_Data listing_:

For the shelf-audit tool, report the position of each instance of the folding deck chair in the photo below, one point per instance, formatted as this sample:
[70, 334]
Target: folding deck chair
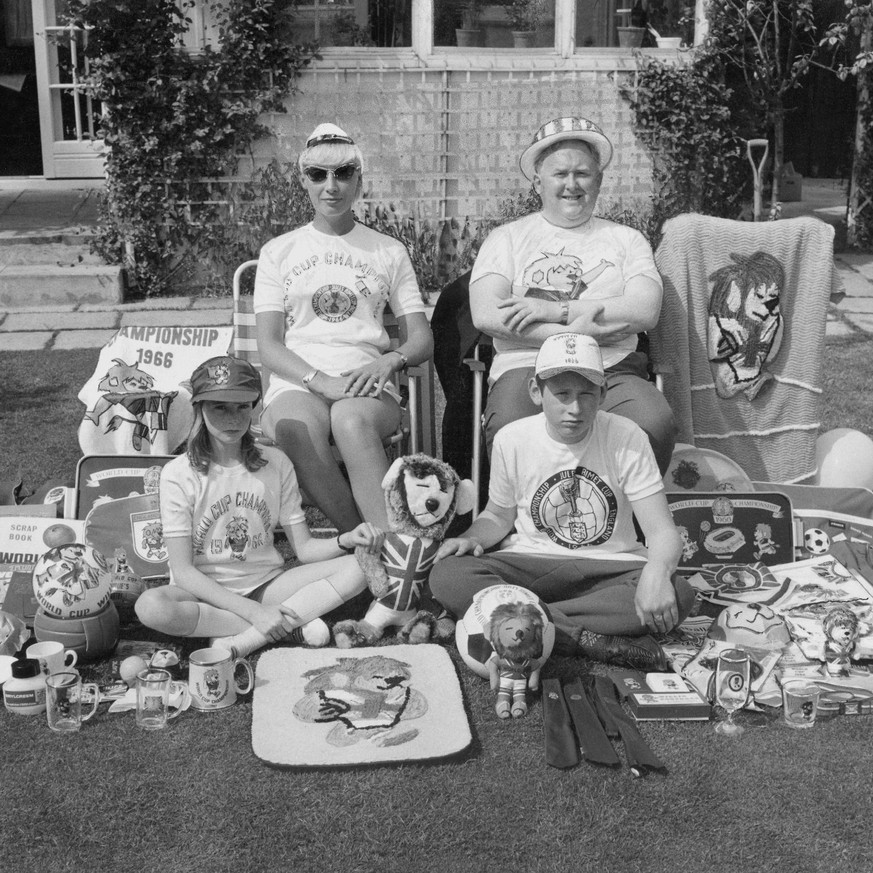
[741, 336]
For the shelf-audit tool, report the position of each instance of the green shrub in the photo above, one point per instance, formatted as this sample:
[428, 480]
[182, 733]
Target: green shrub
[172, 116]
[682, 114]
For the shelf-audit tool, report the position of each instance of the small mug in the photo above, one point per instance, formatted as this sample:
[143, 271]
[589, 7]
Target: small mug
[63, 701]
[154, 688]
[52, 657]
[799, 703]
[212, 678]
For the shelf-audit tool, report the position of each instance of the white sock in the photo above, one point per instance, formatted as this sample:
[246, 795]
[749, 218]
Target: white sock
[309, 603]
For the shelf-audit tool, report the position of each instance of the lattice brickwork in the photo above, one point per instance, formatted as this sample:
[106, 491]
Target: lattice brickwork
[447, 142]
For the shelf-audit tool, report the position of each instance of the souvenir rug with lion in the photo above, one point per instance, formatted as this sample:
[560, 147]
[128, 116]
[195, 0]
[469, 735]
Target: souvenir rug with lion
[342, 707]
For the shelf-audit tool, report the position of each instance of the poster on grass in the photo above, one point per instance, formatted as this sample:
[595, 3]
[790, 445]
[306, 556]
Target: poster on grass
[24, 540]
[135, 401]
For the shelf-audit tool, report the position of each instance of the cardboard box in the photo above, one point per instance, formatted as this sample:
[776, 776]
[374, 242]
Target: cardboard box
[660, 696]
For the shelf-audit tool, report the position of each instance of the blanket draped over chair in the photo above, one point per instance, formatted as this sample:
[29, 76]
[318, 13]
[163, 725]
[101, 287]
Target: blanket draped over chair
[740, 340]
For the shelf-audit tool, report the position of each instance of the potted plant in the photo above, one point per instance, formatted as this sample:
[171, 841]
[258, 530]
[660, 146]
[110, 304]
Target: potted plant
[347, 31]
[469, 33]
[668, 21]
[633, 27]
[524, 18]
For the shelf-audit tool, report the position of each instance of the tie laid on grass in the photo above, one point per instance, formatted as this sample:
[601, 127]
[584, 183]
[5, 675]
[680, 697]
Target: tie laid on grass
[640, 758]
[595, 744]
[561, 748]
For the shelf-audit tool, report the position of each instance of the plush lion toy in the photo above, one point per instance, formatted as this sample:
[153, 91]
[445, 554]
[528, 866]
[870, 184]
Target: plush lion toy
[422, 496]
[515, 631]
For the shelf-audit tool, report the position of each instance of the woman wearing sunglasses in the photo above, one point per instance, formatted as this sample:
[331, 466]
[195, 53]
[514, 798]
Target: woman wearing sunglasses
[320, 296]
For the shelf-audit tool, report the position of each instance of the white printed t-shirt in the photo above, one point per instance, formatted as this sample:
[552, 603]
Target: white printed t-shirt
[230, 514]
[333, 291]
[573, 500]
[532, 253]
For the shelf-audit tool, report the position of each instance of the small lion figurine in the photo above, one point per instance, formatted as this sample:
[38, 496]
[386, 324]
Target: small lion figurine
[515, 631]
[422, 496]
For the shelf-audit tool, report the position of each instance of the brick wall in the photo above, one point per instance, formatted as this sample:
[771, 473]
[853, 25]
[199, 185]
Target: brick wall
[446, 142]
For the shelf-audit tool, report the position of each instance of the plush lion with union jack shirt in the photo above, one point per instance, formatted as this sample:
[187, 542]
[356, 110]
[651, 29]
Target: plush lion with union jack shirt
[422, 496]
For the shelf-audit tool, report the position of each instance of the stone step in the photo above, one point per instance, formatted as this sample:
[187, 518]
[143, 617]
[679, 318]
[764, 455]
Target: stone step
[23, 285]
[57, 254]
[73, 236]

_Directions_: Using the data above, print every line exactly, omitting pictures.

_Written answer_:
For the shelf-audit tool, report the position of each instance of the folding deck chair in the photo below, one point per instance, formatted as this sample:
[70, 334]
Target: folding deck chair
[741, 336]
For the shelf-audit tool, report the position of each instance of the green shrub in the photo above, one point per instance, formatted as this sample:
[428, 480]
[182, 733]
Target: green shrub
[172, 116]
[682, 114]
For the shelf-audit tool, report the position of each instance of the small mug in the photo above, one point per instance, formatted as this sample:
[143, 271]
[589, 7]
Target: small mug
[63, 701]
[154, 688]
[52, 657]
[799, 703]
[212, 678]
For the shelf-audit tool, report the position of each instance of the white sock in the photo above, one point per instance, formatted as this sample:
[246, 795]
[749, 218]
Target: white sock
[309, 603]
For the shelf-audit tool, report the position of each instance of the lattice brickwork in the photo above, one point per instance, formatted as this sample:
[106, 491]
Target: lattice brickwork
[447, 142]
For the shelf-audit tool, report the position of each instance of the souvenir rug with lion in the photo above, one point per instance, formatted as this sample:
[560, 147]
[128, 116]
[195, 0]
[469, 735]
Target: souvenir rug with lion
[342, 707]
For the shelf-audit tool, report the position of each instance of the poster on grass in the photo above, one point per instance, formatted as this sample:
[595, 3]
[790, 445]
[306, 556]
Target: poster on grass
[24, 540]
[135, 401]
For the shelf-audit tool, report the position of each instance of the cardboard box in the photo above, one point per instance, formatted as this sample:
[776, 776]
[374, 242]
Target: cardboard box
[660, 696]
For the shelf-audit tool, report the position of each instance of the blanket draped over chair in the photo above, one point per instance, formatted as this sample:
[29, 76]
[318, 13]
[163, 725]
[101, 287]
Target: blanket draped over chair
[740, 340]
For the shelf-audit tool, report the position of each instance of the potted plant in the photo above, one point per instance, formatted as this sample:
[171, 841]
[258, 530]
[660, 146]
[110, 304]
Target: potted plant
[347, 31]
[469, 33]
[668, 21]
[633, 27]
[524, 18]
For the shelf-audit tool, report the position of each instance of the tie laid on grass in the photo above, one point per instance, formatted as this sample:
[601, 127]
[584, 183]
[5, 675]
[680, 697]
Target: tie laid on grass
[640, 758]
[595, 744]
[561, 748]
For the shelf-audit tool, report the position of each instance of the plush lion toy in the photo above, one point per instance, formatted as this sample:
[153, 91]
[445, 554]
[528, 866]
[870, 184]
Target: plush lion toy
[422, 496]
[515, 631]
For the shelf-audit tool, report the position of each instance of the woman wearing sunglasses in the photo above, one point per instance, formatted as this sample:
[331, 466]
[195, 53]
[514, 798]
Target: woman wearing sunglasses
[320, 296]
For the shelf-audit tool, report the position of each instance of the white printed t-shirt in the photo above, one point per instance, formatted as this sample:
[552, 603]
Target: white printed t-shirt
[230, 514]
[333, 291]
[573, 500]
[532, 253]
For the shelf-audit tool, report the position of each instance of the small lion figurine in the photo above, one point per instance, formatted as this sample:
[38, 496]
[386, 324]
Target: small lion figurine
[515, 631]
[422, 496]
For the shelf-audit tool, report the position of each instance of the brick wall in the photo above, one point per instance, formatted as this sample:
[771, 473]
[853, 25]
[199, 185]
Target: brick wall
[446, 142]
For the shelf-audit tool, report the position of each instance of the plush lion with union jack shirt in the photo above, one point per instance, formatted as this sample:
[187, 542]
[356, 110]
[651, 29]
Target: plush lion with union jack shirt
[422, 496]
For the shelf-audit tool, report the position of each instance of the stone step in the photo above, one point per instance, formatted as this sample:
[187, 518]
[143, 617]
[679, 318]
[764, 455]
Target: stone step
[23, 285]
[57, 254]
[73, 236]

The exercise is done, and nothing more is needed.